-- What needs to be done --
Take the lines below from the first through the one that contains "Target: military band uniform" and copy them exactly.

(Stored data entries)
______
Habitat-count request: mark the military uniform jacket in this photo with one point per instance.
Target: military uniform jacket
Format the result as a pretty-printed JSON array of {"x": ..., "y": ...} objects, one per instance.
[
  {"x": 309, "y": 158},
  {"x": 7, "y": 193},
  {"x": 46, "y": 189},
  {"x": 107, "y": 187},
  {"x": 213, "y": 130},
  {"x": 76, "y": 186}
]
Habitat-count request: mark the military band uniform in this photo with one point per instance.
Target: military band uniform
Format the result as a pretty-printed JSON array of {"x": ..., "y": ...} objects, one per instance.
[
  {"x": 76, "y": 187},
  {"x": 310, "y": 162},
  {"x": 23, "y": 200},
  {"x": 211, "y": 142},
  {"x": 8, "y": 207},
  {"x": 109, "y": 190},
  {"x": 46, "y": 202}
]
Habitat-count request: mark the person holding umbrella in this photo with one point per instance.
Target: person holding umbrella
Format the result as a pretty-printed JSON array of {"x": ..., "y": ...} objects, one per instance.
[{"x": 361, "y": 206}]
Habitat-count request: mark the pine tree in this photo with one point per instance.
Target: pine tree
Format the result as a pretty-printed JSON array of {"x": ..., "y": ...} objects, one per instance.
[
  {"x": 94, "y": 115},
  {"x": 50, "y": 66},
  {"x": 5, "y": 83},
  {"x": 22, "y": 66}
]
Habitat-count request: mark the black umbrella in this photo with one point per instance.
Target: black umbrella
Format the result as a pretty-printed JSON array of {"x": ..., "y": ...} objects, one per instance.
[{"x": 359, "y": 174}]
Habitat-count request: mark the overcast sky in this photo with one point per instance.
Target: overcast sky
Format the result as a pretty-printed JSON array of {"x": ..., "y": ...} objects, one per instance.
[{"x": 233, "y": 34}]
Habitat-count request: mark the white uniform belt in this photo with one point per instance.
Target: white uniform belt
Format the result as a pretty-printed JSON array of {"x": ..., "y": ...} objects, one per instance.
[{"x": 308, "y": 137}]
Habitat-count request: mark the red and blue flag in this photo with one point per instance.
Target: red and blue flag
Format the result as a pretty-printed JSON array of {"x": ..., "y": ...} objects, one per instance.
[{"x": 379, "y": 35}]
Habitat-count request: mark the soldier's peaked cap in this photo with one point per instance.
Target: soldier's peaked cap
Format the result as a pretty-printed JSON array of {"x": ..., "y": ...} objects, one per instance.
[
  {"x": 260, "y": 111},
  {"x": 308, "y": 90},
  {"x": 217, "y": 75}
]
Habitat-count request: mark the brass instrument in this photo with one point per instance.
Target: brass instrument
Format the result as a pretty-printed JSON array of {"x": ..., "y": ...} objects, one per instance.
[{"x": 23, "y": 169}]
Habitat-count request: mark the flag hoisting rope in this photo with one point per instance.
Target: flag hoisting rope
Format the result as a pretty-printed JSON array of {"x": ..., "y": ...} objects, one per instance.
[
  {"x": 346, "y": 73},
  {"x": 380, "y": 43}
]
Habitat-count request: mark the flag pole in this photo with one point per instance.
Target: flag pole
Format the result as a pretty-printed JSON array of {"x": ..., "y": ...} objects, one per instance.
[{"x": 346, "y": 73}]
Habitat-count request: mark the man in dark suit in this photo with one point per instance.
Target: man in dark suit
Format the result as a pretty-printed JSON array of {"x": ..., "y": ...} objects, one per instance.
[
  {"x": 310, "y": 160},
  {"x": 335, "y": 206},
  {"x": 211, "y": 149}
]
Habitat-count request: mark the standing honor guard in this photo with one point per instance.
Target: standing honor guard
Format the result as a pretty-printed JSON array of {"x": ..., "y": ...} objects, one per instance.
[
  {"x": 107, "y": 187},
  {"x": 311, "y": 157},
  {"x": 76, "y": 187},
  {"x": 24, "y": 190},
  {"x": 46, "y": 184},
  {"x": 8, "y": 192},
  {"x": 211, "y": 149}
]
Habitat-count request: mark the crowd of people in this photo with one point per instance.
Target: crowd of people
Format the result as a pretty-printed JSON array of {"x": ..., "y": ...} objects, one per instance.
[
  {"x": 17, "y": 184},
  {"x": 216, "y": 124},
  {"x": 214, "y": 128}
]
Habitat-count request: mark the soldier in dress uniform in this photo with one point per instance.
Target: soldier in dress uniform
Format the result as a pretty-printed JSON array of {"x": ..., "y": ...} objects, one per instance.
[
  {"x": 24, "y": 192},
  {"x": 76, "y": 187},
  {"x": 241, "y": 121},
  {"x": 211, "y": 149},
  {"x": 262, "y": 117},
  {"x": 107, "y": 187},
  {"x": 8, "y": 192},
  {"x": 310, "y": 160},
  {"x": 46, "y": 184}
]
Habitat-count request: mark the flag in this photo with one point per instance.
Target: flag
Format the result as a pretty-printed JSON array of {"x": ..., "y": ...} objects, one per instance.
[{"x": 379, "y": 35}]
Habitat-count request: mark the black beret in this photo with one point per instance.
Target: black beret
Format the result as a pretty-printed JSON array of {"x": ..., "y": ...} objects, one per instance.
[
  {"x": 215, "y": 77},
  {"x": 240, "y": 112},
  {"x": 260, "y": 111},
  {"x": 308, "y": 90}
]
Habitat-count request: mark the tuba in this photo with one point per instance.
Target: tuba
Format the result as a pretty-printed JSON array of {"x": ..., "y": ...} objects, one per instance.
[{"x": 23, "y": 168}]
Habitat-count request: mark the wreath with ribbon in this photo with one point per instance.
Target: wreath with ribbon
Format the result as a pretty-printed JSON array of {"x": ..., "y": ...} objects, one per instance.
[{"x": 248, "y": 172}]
______
-- Solution to the exercise --
Habitat-count request: mark the military uniform jacket in this photo with one point per instance.
Target: military uniform jacket
Format the result as a pretty-printed JSON array of {"x": ..., "y": ...} objects, one per instance.
[
  {"x": 309, "y": 158},
  {"x": 7, "y": 193},
  {"x": 46, "y": 189},
  {"x": 107, "y": 187},
  {"x": 213, "y": 130},
  {"x": 76, "y": 186}
]
Habitat-count request: mark the military band uniform in this photo with one point per instance.
Target: military band uniform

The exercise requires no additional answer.